(Dataset records on where objects are located)

-- START --

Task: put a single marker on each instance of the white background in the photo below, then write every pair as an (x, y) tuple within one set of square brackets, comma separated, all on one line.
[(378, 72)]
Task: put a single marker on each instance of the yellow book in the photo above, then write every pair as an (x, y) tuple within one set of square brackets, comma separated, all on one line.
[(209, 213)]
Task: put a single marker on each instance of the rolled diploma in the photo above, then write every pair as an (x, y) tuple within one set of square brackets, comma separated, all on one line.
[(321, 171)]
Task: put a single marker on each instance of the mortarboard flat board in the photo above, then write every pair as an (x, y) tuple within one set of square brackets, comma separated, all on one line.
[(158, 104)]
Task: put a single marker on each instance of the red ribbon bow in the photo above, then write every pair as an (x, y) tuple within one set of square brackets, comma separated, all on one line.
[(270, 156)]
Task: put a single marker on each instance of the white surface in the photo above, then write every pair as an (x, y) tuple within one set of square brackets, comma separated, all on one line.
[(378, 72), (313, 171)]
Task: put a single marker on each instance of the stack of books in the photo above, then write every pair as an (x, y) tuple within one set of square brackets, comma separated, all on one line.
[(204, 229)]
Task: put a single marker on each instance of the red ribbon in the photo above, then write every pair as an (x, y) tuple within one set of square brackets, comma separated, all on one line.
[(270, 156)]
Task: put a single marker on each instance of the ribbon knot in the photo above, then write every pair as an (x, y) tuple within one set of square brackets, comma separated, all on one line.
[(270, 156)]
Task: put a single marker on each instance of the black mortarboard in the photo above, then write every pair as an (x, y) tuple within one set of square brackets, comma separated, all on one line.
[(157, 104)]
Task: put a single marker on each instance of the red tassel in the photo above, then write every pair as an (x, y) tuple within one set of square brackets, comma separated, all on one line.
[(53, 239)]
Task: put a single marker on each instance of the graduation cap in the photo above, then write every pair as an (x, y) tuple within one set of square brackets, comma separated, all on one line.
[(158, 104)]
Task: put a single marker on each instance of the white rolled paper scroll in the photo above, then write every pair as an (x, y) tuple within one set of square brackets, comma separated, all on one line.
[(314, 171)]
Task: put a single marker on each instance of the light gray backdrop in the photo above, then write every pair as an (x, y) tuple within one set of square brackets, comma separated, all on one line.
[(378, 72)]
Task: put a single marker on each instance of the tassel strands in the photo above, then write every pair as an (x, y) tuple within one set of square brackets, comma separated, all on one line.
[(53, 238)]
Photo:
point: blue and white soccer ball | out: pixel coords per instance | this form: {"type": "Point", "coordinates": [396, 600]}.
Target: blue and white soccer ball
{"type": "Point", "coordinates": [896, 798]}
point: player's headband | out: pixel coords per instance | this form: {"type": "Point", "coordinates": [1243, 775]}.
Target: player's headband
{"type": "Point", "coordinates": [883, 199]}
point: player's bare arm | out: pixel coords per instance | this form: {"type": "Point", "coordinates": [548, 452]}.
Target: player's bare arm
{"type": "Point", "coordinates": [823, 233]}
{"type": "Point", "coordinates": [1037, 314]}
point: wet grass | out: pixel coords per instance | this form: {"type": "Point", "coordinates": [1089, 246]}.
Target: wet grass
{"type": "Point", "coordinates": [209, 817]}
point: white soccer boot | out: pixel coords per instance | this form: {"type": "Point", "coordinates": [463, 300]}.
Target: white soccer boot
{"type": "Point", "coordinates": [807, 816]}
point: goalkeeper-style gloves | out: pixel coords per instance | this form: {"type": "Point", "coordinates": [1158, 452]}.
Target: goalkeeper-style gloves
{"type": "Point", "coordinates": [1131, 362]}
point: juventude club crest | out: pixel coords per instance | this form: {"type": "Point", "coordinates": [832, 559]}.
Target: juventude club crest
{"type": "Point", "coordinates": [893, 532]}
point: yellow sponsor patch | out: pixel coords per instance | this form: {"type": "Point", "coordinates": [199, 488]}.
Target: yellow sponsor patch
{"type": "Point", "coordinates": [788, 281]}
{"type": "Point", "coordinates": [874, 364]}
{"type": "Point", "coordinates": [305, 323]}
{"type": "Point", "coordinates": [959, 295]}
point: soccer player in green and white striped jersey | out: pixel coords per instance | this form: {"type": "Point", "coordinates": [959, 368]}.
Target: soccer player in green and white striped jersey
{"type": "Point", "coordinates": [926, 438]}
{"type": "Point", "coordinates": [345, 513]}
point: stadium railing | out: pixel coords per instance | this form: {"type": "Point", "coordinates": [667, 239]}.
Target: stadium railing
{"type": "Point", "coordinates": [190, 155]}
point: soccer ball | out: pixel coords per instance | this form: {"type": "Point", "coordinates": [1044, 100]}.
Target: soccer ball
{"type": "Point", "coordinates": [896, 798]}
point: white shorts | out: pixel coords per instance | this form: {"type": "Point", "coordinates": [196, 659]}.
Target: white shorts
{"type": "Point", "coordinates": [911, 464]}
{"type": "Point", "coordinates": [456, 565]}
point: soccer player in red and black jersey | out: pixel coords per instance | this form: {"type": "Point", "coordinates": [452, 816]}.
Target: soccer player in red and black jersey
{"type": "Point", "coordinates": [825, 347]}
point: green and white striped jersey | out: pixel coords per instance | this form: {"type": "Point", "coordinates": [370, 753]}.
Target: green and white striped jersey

-- END --

Your instructions:
Would you transcribe every one of the lines above word for word, without altering anything?

Response to the task:
Task: put a single marker on each instance of the white background in the photo below, then write every pair as an (x, y) tuple within one set of square brackets, comma separated, all on one line.
[(378, 72)]
Task: put a single marker on each instance of the yellow book in the photo above, then write every pair as an (x, y) tuple within one set of square brackets, comma separated, all on one line.
[(209, 213)]
Task: put a single marker on each instance of the rolled diploma in the photo above, then write every pair as an (x, y) tuple within one set of square brackets, comma separated, all on one line.
[(321, 171)]
Task: put a single marker on each instance of the mortarboard flat board in the photo above, then write every pair as an (x, y) tuple within one set of square brackets, comma separated, all on one line.
[(158, 104)]
Task: put a single marker on each instance of the red ribbon bow in the photo above, then write every pair as an (x, y) tuple within one set of square brackets, comma separated, all on one line.
[(270, 156)]
Task: put a single marker on each instance of the white surface in the photo above, then write every pair as an (x, y) tuple within one set of square brackets, comma separated, all on one line.
[(378, 72), (313, 171)]
Task: put a single marker on each instance of the stack of books in the photo above, then write every pair as an (x, y) tuple within one set of square brackets, comma separated, all on one line.
[(204, 229)]
Task: put a single marker on each instance of the red ribbon in the photo above, then write every pair as an (x, y) tuple within one set of square brackets, comma separated, all on one line.
[(270, 156)]
Task: put a single marker on each instance of the ribbon knot in the photo above, then write every pair as an (x, y) tuple within one set of square brackets, comma separated, all on one line.
[(270, 156)]
Task: put a single marker on each instance of the black mortarboard in the photo above, then write every pair as an (x, y) tuple within one set of square brackets, comma separated, all on one line.
[(157, 104)]
Task: put a single marker on each instance of the red tassel in the photo above, then write every pair as an (x, y) tuple within one set of square brackets, comma separated, all on one line.
[(53, 239)]
Task: put a single marker on each instance of the graduation cap in the photo above, then write every pair as an (x, y) tuple within one set of square brackets, comma separated, all on one line.
[(158, 104)]
Task: put a single marker on each instance of the white rolled paper scroll in the photo above, then write every pair as an (x, y) tuple within one set of square brackets, comma separated, all on one line.
[(314, 171)]
Task: put a single marker on each instance of the light gray backdrop in the photo above, then write every pair as an (x, y) tuple within one set of square brackets, comma separated, all on one line.
[(378, 72)]
Task: put a single marker on each instance of the tassel strands in the photo above, then write every pair as an (x, y) tuple within one set of square brackets, comma separated, all on one line.
[(53, 238)]
Photo:
point: blue and white soccer ball | out: pixel coords per instance | this form: {"type": "Point", "coordinates": [396, 600]}.
Target: blue and white soccer ball
{"type": "Point", "coordinates": [896, 798]}
point: player's headband | out: pixel coords per instance | this form: {"type": "Point", "coordinates": [1243, 775]}.
Target: player's headband
{"type": "Point", "coordinates": [883, 199]}
point: player's bare arm | out: pixel coords per instance | this form: {"type": "Point", "coordinates": [548, 452]}.
Target: player's bare arm
{"type": "Point", "coordinates": [823, 233]}
{"type": "Point", "coordinates": [1037, 314]}
point: wet grass | out: pixel coords per instance | this form: {"type": "Point", "coordinates": [1089, 246]}.
Target: wet grass
{"type": "Point", "coordinates": [209, 817]}
point: white soccer boot | out: pixel coords per instance | this form: {"type": "Point", "coordinates": [463, 300]}.
Target: white soccer boot
{"type": "Point", "coordinates": [807, 816]}
point: goalkeeper-style gloves | out: pixel coords per instance | this form: {"type": "Point", "coordinates": [1158, 452]}.
Target: goalkeeper-style gloves
{"type": "Point", "coordinates": [1131, 362]}
point: juventude club crest | out: pixel coords per instance | this form: {"type": "Point", "coordinates": [832, 559]}.
Target: juventude club crest
{"type": "Point", "coordinates": [893, 532]}
point: yellow sponsor patch | out: pixel coords per instance | this form: {"type": "Point", "coordinates": [199, 488]}.
Target: yellow sponsor patch
{"type": "Point", "coordinates": [788, 281]}
{"type": "Point", "coordinates": [874, 364]}
{"type": "Point", "coordinates": [305, 323]}
{"type": "Point", "coordinates": [959, 295]}
point: soccer player in green and white striped jersey | out: pixel coords per instance | this form: {"type": "Point", "coordinates": [959, 368]}.
Target: soccer player in green and white striped jersey
{"type": "Point", "coordinates": [926, 438]}
{"type": "Point", "coordinates": [345, 513]}
point: stadium railing | out: pixel coords per instance | this form: {"type": "Point", "coordinates": [667, 239]}.
Target: stadium railing
{"type": "Point", "coordinates": [190, 155]}
point: soccer ball | out: pixel coords per instance | this form: {"type": "Point", "coordinates": [1044, 100]}.
Target: soccer ball
{"type": "Point", "coordinates": [896, 798]}
point: white shorts | out: pixel coords per instance | this form: {"type": "Point", "coordinates": [196, 659]}.
Target: white shorts
{"type": "Point", "coordinates": [911, 464]}
{"type": "Point", "coordinates": [456, 565]}
point: soccer player in red and black jersey | out: pixel coords per instance | this form: {"type": "Point", "coordinates": [452, 816]}.
Target: soccer player in red and black jersey
{"type": "Point", "coordinates": [825, 347]}
point: green and white striped jersey | out: pixel coords per instance | this form: {"type": "Point", "coordinates": [370, 753]}.
Target: green and white striped jersey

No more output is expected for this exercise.